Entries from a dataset

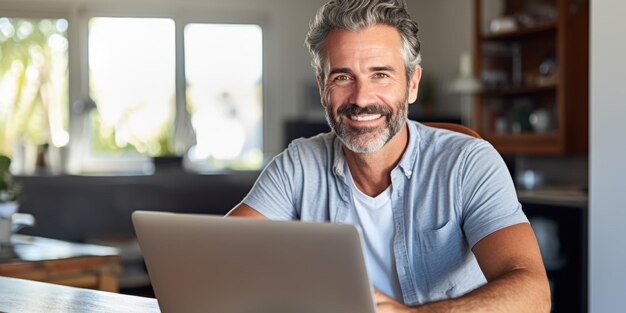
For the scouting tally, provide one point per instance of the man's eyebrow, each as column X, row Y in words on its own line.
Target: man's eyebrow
column 340, row 70
column 382, row 69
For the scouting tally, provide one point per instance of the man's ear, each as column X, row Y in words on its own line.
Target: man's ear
column 320, row 88
column 414, row 83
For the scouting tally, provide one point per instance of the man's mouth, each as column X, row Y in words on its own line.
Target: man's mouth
column 364, row 117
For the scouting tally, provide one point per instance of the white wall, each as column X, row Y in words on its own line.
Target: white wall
column 445, row 30
column 607, row 210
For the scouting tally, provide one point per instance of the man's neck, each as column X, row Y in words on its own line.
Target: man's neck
column 371, row 172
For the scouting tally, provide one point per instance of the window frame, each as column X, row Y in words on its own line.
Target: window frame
column 83, row 162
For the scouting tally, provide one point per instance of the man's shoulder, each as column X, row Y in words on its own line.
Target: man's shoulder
column 434, row 137
column 322, row 141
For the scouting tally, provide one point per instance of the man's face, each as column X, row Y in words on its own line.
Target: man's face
column 366, row 91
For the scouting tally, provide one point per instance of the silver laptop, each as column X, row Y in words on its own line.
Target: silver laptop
column 203, row 263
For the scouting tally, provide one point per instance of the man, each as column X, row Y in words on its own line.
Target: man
column 443, row 229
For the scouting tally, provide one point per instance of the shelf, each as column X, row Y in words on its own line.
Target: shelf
column 512, row 35
column 526, row 143
column 518, row 90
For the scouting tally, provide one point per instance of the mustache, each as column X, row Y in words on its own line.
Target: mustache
column 353, row 109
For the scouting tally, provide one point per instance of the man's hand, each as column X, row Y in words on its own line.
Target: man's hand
column 386, row 304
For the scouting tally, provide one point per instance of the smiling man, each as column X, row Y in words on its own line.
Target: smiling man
column 442, row 226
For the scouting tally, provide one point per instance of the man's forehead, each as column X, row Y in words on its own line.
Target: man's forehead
column 376, row 43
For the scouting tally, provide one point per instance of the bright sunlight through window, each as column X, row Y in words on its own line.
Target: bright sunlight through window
column 132, row 81
column 223, row 66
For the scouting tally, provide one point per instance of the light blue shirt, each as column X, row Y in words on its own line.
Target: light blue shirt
column 448, row 192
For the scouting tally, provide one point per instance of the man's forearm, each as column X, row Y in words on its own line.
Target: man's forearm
column 517, row 291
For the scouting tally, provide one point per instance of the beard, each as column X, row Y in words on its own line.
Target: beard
column 367, row 139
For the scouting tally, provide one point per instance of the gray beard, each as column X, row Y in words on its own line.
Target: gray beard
column 378, row 137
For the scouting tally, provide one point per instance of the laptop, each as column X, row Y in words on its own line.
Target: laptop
column 204, row 263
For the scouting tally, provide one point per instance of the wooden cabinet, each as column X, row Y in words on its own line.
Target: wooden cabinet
column 532, row 58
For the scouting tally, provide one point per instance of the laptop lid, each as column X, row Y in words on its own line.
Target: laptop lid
column 203, row 263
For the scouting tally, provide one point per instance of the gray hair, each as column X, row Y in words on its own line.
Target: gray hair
column 358, row 14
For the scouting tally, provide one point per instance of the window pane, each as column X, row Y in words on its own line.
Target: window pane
column 223, row 66
column 33, row 86
column 132, row 80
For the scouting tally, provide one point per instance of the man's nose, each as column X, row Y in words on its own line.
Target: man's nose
column 362, row 93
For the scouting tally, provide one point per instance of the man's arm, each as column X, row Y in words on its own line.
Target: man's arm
column 511, row 261
column 244, row 210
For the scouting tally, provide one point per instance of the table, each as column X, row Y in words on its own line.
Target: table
column 61, row 262
column 26, row 296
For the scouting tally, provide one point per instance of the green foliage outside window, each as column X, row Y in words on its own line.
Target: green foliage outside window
column 33, row 82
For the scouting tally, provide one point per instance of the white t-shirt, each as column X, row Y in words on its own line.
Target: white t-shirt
column 375, row 218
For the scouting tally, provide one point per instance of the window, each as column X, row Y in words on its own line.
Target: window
column 132, row 72
column 223, row 66
column 159, row 87
column 33, row 87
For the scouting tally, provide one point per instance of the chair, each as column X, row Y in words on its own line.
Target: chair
column 454, row 127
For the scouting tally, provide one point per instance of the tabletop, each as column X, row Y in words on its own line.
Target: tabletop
column 19, row 295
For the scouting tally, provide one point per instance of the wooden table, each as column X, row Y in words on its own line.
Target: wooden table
column 61, row 262
column 26, row 296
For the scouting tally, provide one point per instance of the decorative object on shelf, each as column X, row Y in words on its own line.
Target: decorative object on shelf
column 547, row 71
column 538, row 51
column 540, row 120
column 503, row 24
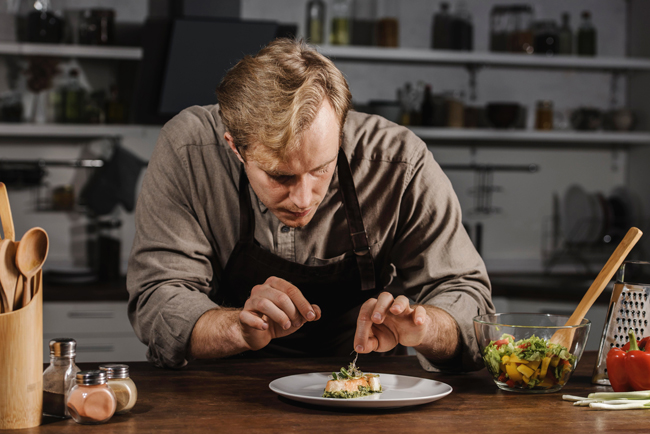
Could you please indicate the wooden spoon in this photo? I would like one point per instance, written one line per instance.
(30, 256)
(5, 214)
(564, 337)
(8, 273)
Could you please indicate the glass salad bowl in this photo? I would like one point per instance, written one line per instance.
(520, 355)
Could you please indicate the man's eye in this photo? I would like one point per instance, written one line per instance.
(280, 178)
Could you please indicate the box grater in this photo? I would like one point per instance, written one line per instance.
(628, 309)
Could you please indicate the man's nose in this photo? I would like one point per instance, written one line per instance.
(301, 193)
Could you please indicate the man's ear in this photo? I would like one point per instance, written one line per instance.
(231, 143)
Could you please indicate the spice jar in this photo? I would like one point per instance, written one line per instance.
(91, 401)
(124, 388)
(59, 377)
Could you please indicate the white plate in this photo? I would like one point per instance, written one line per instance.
(399, 391)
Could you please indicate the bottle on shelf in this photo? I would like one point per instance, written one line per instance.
(341, 17)
(565, 36)
(115, 111)
(364, 22)
(521, 38)
(441, 31)
(546, 36)
(427, 108)
(586, 37)
(388, 24)
(43, 25)
(315, 22)
(462, 32)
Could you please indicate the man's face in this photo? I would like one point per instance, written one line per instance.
(294, 189)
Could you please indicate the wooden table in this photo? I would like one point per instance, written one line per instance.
(232, 396)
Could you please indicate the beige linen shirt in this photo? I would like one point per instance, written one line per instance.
(187, 224)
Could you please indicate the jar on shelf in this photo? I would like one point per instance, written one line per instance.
(43, 24)
(586, 38)
(364, 22)
(341, 18)
(122, 385)
(388, 24)
(544, 115)
(546, 37)
(521, 38)
(59, 377)
(315, 31)
(91, 401)
(441, 29)
(565, 35)
(501, 26)
(462, 29)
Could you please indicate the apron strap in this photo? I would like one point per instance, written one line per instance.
(358, 233)
(246, 217)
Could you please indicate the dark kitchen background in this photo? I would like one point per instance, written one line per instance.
(537, 110)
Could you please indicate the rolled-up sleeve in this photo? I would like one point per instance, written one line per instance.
(436, 261)
(170, 272)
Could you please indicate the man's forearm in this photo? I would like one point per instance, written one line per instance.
(217, 334)
(442, 343)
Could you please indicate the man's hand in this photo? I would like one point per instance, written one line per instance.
(274, 309)
(385, 321)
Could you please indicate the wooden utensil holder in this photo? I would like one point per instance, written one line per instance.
(21, 363)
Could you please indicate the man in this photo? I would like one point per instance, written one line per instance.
(279, 222)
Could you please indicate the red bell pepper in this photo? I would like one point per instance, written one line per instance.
(629, 370)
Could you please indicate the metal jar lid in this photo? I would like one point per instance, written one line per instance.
(115, 370)
(91, 378)
(63, 347)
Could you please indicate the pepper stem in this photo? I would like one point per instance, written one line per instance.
(633, 345)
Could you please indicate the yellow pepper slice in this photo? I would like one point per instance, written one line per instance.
(544, 368)
(513, 373)
(525, 370)
(515, 359)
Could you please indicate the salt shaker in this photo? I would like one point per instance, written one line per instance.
(59, 377)
(123, 386)
(91, 401)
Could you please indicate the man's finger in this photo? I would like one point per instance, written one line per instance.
(363, 334)
(400, 305)
(251, 320)
(297, 298)
(384, 301)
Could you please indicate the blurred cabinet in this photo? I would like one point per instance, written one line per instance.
(102, 331)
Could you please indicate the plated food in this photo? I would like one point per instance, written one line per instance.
(351, 383)
(532, 363)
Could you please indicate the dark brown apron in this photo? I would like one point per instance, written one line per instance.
(338, 289)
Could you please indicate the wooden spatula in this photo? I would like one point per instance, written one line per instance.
(564, 337)
(5, 214)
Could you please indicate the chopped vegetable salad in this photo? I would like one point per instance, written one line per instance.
(528, 363)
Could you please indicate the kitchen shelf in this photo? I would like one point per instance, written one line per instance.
(70, 131)
(76, 51)
(478, 58)
(596, 138)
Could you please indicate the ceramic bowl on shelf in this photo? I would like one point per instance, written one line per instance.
(518, 353)
(503, 115)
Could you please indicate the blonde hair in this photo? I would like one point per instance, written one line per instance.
(271, 98)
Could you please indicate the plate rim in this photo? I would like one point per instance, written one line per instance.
(351, 403)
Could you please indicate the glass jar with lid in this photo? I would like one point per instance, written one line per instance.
(59, 377)
(123, 386)
(91, 401)
(388, 24)
(341, 18)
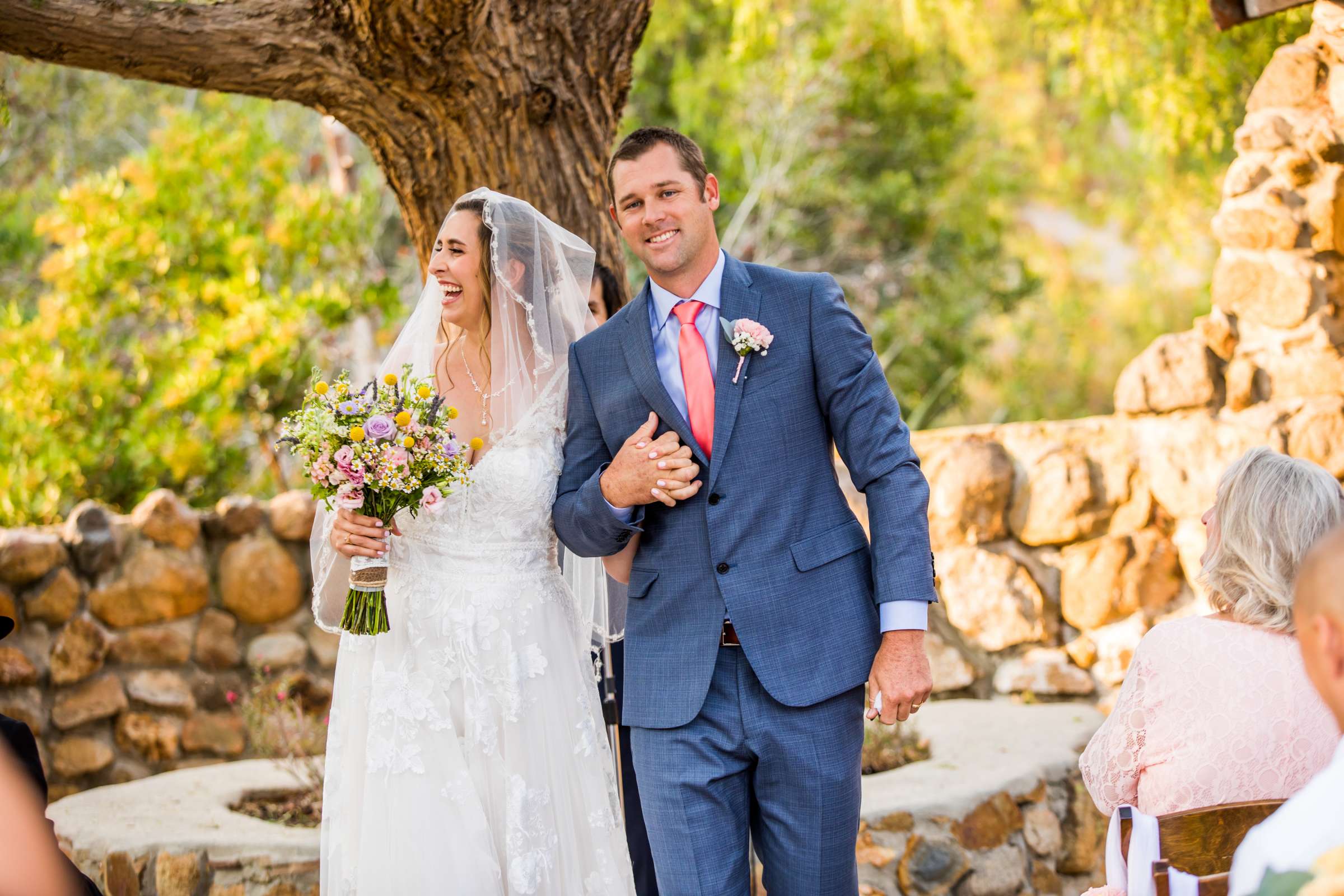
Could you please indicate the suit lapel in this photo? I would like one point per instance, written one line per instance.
(737, 300)
(639, 355)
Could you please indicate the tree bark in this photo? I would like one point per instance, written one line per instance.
(523, 96)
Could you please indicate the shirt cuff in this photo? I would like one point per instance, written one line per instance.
(901, 615)
(624, 515)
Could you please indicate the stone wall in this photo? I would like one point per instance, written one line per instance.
(132, 632)
(1061, 543)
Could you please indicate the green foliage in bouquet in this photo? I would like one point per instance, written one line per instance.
(378, 450)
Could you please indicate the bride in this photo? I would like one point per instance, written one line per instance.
(465, 750)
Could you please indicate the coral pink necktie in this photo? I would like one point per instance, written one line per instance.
(697, 376)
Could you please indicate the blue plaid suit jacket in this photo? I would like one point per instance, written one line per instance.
(769, 540)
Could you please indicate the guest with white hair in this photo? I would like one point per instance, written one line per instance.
(1312, 823)
(1220, 708)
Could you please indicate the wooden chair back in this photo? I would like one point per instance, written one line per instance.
(1202, 841)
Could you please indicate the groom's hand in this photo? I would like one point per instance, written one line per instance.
(901, 675)
(647, 469)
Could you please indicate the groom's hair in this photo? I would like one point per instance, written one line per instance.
(647, 139)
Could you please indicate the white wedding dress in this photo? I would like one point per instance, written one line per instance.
(465, 750)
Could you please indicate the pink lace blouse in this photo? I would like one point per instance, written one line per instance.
(1211, 712)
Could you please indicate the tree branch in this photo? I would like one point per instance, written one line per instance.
(274, 49)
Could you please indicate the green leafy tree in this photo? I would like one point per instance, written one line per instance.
(187, 296)
(843, 146)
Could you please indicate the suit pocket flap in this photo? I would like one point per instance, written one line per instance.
(823, 548)
(642, 581)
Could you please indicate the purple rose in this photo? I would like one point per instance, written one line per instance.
(380, 428)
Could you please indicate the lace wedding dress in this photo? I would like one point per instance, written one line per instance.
(465, 750)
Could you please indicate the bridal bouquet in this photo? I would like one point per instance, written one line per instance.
(375, 452)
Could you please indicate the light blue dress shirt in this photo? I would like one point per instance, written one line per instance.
(667, 355)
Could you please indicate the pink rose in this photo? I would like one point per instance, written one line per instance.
(754, 331)
(350, 497)
(432, 500)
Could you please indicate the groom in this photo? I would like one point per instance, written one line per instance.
(757, 608)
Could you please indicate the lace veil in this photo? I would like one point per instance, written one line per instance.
(541, 277)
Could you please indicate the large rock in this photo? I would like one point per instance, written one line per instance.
(92, 700)
(1292, 78)
(324, 647)
(25, 704)
(78, 652)
(55, 600)
(1042, 832)
(1112, 577)
(1218, 332)
(1326, 213)
(176, 875)
(15, 668)
(1000, 872)
(152, 647)
(991, 598)
(1042, 672)
(1254, 289)
(1177, 371)
(155, 585)
(239, 515)
(26, 555)
(153, 738)
(1258, 221)
(88, 534)
(162, 689)
(932, 866)
(1183, 454)
(166, 519)
(1316, 433)
(1116, 645)
(949, 669)
(222, 734)
(217, 642)
(1060, 501)
(969, 486)
(259, 581)
(292, 515)
(990, 824)
(277, 651)
(74, 757)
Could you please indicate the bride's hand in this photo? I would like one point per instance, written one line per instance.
(360, 536)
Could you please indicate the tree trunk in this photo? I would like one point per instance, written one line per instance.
(523, 96)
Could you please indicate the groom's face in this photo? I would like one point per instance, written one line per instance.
(663, 214)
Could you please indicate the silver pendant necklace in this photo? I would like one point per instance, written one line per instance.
(486, 398)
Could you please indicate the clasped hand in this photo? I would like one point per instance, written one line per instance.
(647, 469)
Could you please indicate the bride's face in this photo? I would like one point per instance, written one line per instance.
(456, 265)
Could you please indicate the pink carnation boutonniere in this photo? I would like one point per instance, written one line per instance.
(746, 336)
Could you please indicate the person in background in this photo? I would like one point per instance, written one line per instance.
(605, 300)
(1218, 708)
(605, 295)
(1312, 823)
(31, 864)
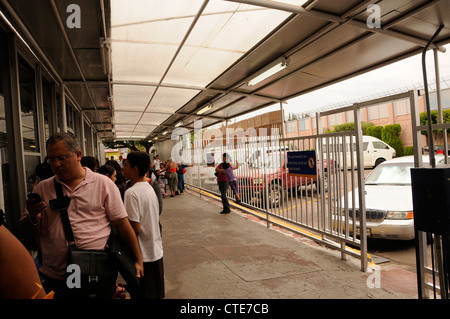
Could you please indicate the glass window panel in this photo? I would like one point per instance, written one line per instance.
(48, 110)
(31, 161)
(28, 107)
(5, 189)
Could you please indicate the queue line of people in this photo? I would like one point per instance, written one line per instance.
(97, 202)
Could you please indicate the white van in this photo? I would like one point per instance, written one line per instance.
(375, 151)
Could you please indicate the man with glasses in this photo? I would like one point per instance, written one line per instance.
(95, 202)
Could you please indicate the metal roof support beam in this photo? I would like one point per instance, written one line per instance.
(188, 32)
(334, 18)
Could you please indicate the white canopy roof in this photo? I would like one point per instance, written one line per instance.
(138, 68)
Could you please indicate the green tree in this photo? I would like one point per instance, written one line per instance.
(390, 134)
(374, 131)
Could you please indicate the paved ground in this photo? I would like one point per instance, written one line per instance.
(212, 256)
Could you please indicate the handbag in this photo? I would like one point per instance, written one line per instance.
(97, 268)
(124, 260)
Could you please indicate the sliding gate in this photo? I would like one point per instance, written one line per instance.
(328, 208)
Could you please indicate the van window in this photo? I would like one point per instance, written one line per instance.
(365, 145)
(380, 145)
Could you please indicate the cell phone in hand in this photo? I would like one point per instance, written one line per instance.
(34, 197)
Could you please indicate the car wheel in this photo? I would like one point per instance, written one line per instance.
(274, 196)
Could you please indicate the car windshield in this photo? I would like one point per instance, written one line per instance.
(270, 161)
(390, 174)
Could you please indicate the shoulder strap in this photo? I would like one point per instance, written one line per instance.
(64, 216)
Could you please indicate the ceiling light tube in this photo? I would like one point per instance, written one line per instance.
(203, 110)
(269, 71)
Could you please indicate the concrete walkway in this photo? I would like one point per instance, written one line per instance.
(212, 256)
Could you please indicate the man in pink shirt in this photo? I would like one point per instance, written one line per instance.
(95, 203)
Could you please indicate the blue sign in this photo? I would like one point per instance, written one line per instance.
(302, 163)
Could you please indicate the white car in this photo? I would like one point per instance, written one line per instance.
(389, 205)
(375, 151)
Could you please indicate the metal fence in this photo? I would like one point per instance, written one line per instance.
(328, 208)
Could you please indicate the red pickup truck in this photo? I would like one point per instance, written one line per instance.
(264, 176)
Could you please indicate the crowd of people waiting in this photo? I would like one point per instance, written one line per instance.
(132, 203)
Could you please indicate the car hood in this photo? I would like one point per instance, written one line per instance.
(386, 197)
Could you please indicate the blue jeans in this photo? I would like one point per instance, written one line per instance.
(181, 183)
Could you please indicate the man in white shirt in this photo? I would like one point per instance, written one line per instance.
(142, 207)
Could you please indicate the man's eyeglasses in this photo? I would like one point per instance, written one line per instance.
(61, 158)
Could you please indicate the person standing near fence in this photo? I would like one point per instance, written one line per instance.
(141, 203)
(171, 174)
(222, 180)
(94, 203)
(181, 171)
(232, 179)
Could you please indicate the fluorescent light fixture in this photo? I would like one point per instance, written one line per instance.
(270, 70)
(203, 110)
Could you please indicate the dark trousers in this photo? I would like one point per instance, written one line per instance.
(59, 287)
(223, 188)
(181, 183)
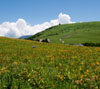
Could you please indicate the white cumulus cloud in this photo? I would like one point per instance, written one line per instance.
(21, 27)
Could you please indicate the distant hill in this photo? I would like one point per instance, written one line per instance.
(24, 37)
(71, 33)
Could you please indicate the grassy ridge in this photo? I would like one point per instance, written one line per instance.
(49, 66)
(72, 33)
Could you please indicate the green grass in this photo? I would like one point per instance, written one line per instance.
(78, 32)
(49, 66)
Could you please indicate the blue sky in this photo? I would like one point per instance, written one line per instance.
(39, 11)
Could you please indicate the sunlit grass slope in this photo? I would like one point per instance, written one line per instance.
(88, 32)
(48, 66)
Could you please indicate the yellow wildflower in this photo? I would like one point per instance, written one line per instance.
(15, 63)
(97, 63)
(60, 64)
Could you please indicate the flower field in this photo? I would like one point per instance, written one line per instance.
(48, 66)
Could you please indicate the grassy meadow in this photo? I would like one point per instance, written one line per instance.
(48, 66)
(76, 33)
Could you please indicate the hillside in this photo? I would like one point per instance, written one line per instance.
(47, 66)
(88, 32)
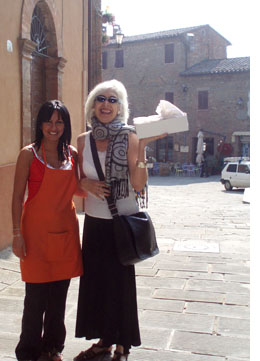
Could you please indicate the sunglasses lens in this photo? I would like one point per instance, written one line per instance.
(101, 98)
(112, 100)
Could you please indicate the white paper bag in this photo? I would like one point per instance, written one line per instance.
(169, 119)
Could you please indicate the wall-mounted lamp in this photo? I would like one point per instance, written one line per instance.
(9, 46)
(240, 102)
(119, 38)
(184, 88)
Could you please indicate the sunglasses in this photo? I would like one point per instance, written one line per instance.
(102, 99)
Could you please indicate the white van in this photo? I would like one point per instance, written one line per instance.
(236, 174)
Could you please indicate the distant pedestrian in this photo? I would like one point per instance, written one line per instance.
(204, 166)
(48, 241)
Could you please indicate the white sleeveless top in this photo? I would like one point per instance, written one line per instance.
(94, 206)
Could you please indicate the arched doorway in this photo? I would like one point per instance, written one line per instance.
(42, 68)
(40, 82)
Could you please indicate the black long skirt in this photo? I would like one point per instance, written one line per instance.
(107, 306)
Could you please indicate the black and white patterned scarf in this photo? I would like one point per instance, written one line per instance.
(116, 163)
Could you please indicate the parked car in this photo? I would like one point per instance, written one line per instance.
(236, 174)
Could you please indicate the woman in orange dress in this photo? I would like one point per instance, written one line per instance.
(46, 232)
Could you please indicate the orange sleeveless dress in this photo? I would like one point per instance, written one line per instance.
(50, 229)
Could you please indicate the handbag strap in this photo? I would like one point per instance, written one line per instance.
(111, 204)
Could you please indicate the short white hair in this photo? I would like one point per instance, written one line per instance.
(99, 89)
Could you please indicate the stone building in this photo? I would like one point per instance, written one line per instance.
(49, 49)
(188, 67)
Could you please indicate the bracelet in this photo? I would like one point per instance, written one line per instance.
(141, 164)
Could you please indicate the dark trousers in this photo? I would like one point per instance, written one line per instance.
(43, 328)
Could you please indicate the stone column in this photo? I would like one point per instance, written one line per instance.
(54, 72)
(27, 47)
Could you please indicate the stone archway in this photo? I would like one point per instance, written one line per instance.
(41, 73)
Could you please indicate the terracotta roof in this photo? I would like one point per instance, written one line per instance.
(161, 35)
(219, 66)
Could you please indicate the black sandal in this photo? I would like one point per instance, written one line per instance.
(118, 356)
(90, 353)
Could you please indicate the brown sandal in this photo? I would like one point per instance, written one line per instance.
(90, 353)
(118, 356)
(55, 356)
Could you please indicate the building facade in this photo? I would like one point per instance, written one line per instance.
(188, 67)
(50, 49)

*TASK STATEMENT*
The line containing "Could you please indicate the orange" and every line after it, through the end of the records, should be repeated exactly and alone.

*THE RESPONSE*
Could you please indicate the orange sleeveless dress in this photo? I would like one point per instance, written one line per instance.
(50, 229)
Could you please indicate the handbag strap in this photo? I would like one point per instance, written one line per instance.
(111, 204)
Could you please indicate the short white hair in this photo? I would like one point per instance, written one line per instance.
(99, 89)
Could you please indicate the stone building in this photo? I would like one point per instance, written one line per instance.
(49, 49)
(188, 67)
Could you please indicate the bracelet in this photo? I would like one point per instance, written one line per instance.
(141, 164)
Could you please indicate the dark trousers in this photo? I would like one point per instance, written one line per instance.
(43, 328)
Could you please indicate the stone column in this photo? I would like one point per instance, written one line per instance.
(54, 72)
(27, 47)
Could you please indicate the stone archway in this photo? I would like one point per instance, written one line per instance.
(41, 73)
Could you please indicate the terracotta roof in this photo? I would like one point per instance, written one line per instance.
(161, 35)
(219, 66)
Could you please indicate the black sandal in this photo? I would like one point per instance, written one line per instance.
(118, 356)
(90, 353)
Could you please indicate the brown sandal in this photo? I would like one point per instance, written one line per instance.
(90, 353)
(118, 356)
(55, 356)
Could you please indicate the building facade in this photo? I would like one point per instance, written one line per instance.
(188, 67)
(50, 49)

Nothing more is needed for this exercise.